> EXERCISE OBJECTIVE
Set down the data below in full, exactly as it reads, but without the pictures.

> INFORMATION PROVIDED

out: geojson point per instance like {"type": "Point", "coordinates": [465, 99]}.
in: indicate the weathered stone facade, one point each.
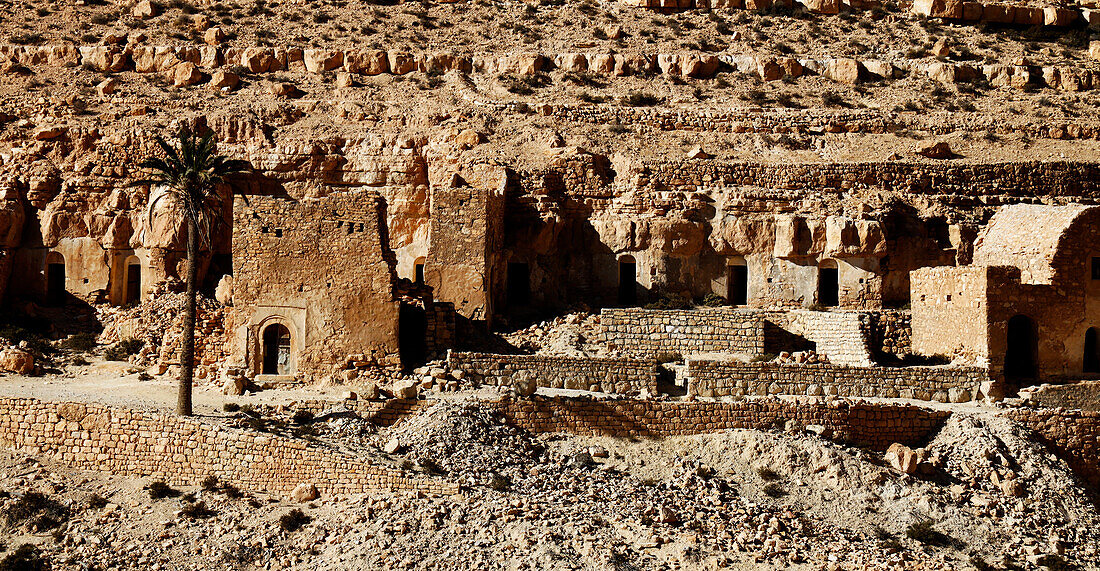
{"type": "Point", "coordinates": [945, 384]}
{"type": "Point", "coordinates": [184, 451]}
{"type": "Point", "coordinates": [626, 376]}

> EXERCISE RESULT
out: geojson point per instance like {"type": "Point", "coordinates": [465, 99]}.
in: indicate the weathered stone facade, one point each.
{"type": "Point", "coordinates": [945, 384]}
{"type": "Point", "coordinates": [184, 451]}
{"type": "Point", "coordinates": [626, 376]}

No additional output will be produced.